* Vorliegender Textauszug:
**********

In meinen Tests, hat es bis jetzt immer gut geklappt und er hat alles ordentlich durchsucht.

WalkFileTree ist ja schon um einiges komplexer, muss ich mich erstmal einarbeiten.

Können das Anderer von Euch bestätigen, dass er beim Rekrusiven Durchsuchen auch mal in ein anderes Unterverzeichnis springt obwohl er noch nicht alle Dateien verarbeitet hat? Oder ist das eine generelle Eigenschaft von rekrusiven Suchen.

Danke.
Sven


----------



## Spacerat (27. Aug 2012)

Das dürfte OS- genauer gesagt Dateisystem abhängig sein. In Windows lässt sich das Verhalten leicht nachvollziehen. wenn man grössere Ordnerstrukturen kopiert. Anno dazumal (bis zu welcher Version das so war, weiss ich nicht) wurde nur alphabetisch sortiert kopiert, heute kopiert Windows erst alle Dateien und dann die Ordner. Mit eigenen implementationen bekommt man durchaus auch wieder das alte Verfahren hin.

**********

* Bereitgestellte Daten:

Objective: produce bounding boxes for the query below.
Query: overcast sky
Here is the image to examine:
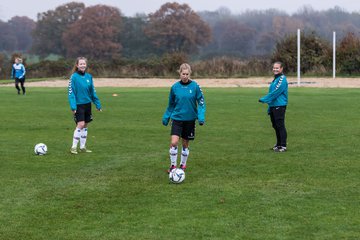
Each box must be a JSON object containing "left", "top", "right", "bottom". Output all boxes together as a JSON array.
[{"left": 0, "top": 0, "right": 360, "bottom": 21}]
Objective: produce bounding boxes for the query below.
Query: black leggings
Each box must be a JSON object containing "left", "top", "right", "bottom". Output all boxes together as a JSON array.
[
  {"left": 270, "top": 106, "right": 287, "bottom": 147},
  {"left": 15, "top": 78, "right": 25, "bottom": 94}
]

**********

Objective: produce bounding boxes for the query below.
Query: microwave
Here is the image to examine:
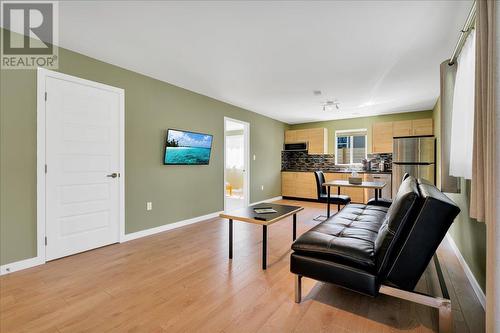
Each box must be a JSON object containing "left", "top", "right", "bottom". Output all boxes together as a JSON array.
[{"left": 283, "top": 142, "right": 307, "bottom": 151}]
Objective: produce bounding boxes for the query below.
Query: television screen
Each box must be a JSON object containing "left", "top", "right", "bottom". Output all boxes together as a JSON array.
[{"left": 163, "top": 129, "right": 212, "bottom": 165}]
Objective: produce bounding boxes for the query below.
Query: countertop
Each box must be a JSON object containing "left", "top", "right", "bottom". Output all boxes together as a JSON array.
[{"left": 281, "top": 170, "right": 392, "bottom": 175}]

**********

* Auftrag:
Beantworte diese Fragen zum Textauszug:
1. Was bezeichnet Sven als um einiges komplexer?
2. Wovon dürfte das Verhalten laut Spacerat abhängen?
3. In welcher Reihenfolge kopiert Windows laut Spacerat heute?
Stütze dich nur auf den Textauszug.

* Lösung:
1. WalkFileTree.
2. Vom Betriebssystem, genauer gesagt vom Dateisystem.
3. Erst alle Dateien, dann die Ordner.